### Task directions
Repeat exactly, and only, the lines from the line bearing "Request = tag one keypoint per instance of the tree branch" through the end of the material. Do not copy the pictures.

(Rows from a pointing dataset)
........
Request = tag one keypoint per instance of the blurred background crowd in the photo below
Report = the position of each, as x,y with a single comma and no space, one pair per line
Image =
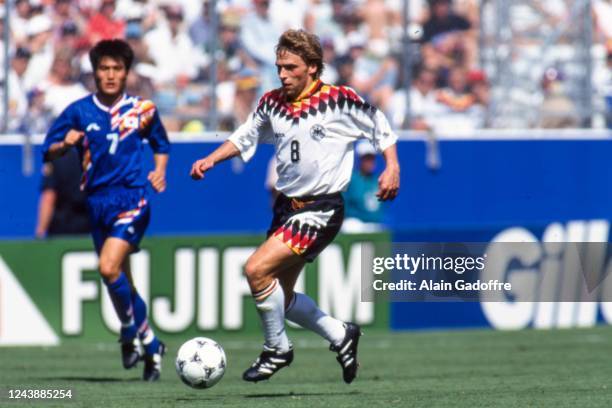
451,65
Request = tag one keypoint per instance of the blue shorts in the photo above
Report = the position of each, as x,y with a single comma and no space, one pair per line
118,212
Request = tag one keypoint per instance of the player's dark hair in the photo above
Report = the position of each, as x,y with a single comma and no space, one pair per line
304,44
115,49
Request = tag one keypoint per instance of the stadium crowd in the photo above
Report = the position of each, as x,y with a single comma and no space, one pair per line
175,46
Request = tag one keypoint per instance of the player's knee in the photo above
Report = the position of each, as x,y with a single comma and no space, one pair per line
109,270
255,272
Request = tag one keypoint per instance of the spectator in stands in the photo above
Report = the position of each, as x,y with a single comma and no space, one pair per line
60,87
247,89
602,13
40,45
375,73
346,68
258,36
230,47
18,101
557,109
422,102
19,21
447,38
67,19
176,58
481,90
103,25
442,21
61,207
39,117
457,108
330,73
200,30
362,208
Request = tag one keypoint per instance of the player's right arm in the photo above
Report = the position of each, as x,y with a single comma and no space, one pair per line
224,152
57,149
243,142
63,134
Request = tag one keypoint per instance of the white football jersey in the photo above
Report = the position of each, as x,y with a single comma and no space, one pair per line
313,136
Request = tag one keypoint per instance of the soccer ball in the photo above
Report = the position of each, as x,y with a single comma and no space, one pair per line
200,362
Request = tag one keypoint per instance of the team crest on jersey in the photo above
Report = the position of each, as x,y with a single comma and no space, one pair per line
317,132
92,126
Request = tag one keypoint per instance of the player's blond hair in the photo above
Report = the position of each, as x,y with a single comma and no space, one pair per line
304,44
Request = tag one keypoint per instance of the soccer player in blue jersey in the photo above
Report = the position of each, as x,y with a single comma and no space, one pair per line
108,129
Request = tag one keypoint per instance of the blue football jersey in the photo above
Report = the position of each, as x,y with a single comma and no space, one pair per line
111,151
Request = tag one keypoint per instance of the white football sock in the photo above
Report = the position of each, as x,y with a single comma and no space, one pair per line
270,303
304,311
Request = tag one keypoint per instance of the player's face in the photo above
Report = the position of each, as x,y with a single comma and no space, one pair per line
111,76
295,75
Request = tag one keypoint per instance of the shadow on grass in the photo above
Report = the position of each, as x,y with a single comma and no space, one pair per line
95,379
299,394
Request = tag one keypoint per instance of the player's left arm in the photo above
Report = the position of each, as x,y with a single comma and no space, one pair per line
158,140
377,130
388,182
157,177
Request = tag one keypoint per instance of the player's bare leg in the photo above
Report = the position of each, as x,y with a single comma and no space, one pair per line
301,309
262,271
154,349
113,257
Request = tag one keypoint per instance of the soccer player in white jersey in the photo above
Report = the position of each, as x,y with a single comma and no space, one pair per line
313,127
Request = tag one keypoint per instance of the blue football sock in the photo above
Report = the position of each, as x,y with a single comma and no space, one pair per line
149,340
120,293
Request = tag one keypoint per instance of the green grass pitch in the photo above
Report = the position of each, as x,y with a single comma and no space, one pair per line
478,368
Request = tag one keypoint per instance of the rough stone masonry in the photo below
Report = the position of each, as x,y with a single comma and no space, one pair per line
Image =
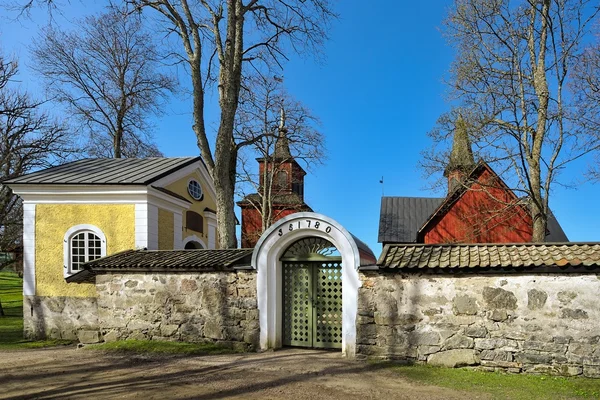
542,323
209,306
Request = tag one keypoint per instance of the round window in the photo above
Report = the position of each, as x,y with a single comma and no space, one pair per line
195,190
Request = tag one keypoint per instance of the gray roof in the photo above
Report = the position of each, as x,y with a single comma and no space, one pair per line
555,231
107,171
489,256
134,261
401,217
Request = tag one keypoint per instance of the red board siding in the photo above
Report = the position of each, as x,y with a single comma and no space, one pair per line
486,213
252,223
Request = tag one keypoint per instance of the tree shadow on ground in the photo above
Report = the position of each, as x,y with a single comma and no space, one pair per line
117,375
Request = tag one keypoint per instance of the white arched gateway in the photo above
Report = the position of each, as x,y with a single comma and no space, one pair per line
302,262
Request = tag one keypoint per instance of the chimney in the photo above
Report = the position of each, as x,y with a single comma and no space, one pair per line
461,161
282,145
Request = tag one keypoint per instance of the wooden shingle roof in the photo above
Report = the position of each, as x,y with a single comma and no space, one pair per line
489,256
134,261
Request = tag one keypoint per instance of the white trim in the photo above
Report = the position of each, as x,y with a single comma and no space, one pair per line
67,244
182,173
101,194
187,188
193,238
166,201
177,230
266,259
141,226
152,227
28,249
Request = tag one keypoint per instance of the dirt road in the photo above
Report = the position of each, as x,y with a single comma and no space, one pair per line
286,374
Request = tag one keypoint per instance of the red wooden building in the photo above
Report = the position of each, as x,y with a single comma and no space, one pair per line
479,208
281,184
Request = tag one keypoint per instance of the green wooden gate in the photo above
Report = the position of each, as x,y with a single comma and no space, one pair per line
312,303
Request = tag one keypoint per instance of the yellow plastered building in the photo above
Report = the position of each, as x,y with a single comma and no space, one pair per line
91,208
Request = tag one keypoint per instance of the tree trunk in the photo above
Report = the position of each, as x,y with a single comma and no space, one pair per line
540,83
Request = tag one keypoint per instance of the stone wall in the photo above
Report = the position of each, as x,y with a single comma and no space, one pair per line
56,317
213,306
520,323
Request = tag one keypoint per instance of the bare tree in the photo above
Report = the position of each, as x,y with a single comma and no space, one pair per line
29,140
281,131
107,74
514,60
222,41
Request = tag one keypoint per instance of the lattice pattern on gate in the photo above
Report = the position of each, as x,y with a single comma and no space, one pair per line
297,304
312,304
328,305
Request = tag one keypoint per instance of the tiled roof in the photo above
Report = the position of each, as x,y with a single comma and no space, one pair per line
401,217
107,171
489,256
164,261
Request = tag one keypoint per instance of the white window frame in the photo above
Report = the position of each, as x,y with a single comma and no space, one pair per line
193,238
199,185
71,232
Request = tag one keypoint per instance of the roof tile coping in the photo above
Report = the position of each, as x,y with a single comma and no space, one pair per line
489,255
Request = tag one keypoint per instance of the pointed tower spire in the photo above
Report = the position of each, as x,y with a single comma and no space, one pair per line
282,145
461,161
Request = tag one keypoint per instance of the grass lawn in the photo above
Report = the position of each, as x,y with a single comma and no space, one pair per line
157,347
504,386
11,324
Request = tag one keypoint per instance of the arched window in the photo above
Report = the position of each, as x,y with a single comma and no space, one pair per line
193,245
281,180
193,242
82,243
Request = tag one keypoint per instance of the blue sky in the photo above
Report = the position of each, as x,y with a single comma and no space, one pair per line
377,93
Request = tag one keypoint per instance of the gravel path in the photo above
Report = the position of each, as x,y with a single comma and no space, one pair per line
285,374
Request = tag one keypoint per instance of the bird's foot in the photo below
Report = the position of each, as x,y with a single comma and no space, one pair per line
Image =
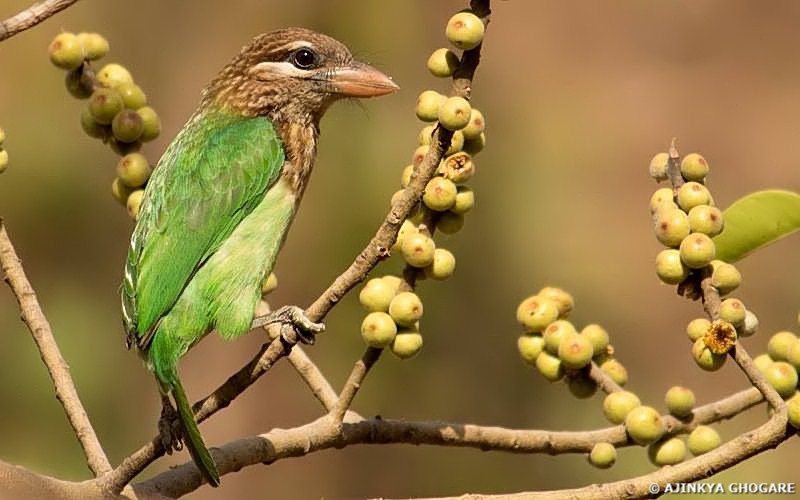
291,317
169,427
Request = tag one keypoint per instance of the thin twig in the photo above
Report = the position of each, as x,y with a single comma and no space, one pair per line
32,16
353,384
313,377
324,433
57,367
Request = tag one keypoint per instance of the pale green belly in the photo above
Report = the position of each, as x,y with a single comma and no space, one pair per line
223,293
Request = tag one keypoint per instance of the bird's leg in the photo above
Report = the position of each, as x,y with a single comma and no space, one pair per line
291,317
169,427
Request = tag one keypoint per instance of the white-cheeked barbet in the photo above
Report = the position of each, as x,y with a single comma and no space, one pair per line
222,197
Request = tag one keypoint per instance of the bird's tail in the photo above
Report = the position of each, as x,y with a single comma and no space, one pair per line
192,438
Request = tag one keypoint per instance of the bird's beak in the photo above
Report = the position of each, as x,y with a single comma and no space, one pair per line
360,80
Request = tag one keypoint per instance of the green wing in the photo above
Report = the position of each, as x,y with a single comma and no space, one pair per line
213,174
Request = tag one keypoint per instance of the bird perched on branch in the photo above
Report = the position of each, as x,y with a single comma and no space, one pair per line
217,208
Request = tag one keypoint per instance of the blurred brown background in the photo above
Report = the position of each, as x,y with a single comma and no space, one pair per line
578,96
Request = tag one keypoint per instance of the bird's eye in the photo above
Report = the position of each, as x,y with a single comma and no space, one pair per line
304,58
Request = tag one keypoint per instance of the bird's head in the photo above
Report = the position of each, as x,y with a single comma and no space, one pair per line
294,74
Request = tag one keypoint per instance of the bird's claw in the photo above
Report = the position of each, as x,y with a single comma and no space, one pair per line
292,318
169,427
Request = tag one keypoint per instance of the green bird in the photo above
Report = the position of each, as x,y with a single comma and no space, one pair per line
221,199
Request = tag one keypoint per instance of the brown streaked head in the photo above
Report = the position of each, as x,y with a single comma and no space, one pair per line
294,74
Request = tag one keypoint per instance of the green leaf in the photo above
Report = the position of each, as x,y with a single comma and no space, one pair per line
756,220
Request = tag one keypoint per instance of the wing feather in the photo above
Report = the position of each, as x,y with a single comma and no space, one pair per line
213,174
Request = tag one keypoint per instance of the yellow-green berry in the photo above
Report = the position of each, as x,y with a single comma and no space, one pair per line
450,222
378,329
549,366
440,194
127,126
581,386
732,311
428,104
658,167
134,202
603,455
670,269
132,96
644,425
697,328
694,167
671,227
443,63
454,113
562,298
782,377
426,135
407,343
670,451
458,167
94,45
702,440
615,370
406,229
556,333
598,336
66,51
406,308
151,123
575,350
705,358
680,401
725,277
692,194
617,405
720,337
476,125
269,284
133,170
417,249
535,313
104,104
443,265
394,283
76,85
376,295
120,191
661,199
114,75
779,344
91,127
464,30
750,326
529,347
465,200
475,146
706,219
405,177
697,250
419,155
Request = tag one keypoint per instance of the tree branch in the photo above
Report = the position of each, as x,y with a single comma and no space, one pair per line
57,367
32,16
325,433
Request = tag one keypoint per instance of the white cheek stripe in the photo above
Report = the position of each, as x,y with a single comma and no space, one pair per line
283,68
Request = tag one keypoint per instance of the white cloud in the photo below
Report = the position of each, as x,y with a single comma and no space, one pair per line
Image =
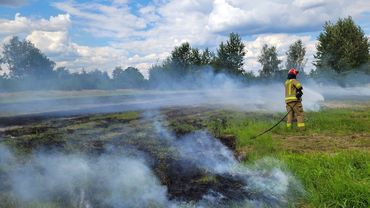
282,43
13,3
22,25
279,16
146,36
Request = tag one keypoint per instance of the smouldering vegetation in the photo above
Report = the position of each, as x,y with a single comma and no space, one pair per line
........
### Answer to this problem
Request = tag one keypoint per instance of the tree branch in the photo above
Report = the position of each, as x,y with a single comma and no space, one pair per line
57,367
32,16
325,433
Request = tag one keypoint per instance of the white cheek stripe in the photo above
Report = the position of each, as x,y with a single comma and no space, one pair per line
283,68
Request = tag one keypoint per instance of the white cloud in the photo below
Report = the position of each, as x,y with a single comma and no space, one pair per line
Image =
282,43
13,3
22,25
279,16
146,36
Request = tag one keypoint per instance of the smouldering vegetation in the photo above
Report = the position of each, as x,y with a single comma and no space, one pair per line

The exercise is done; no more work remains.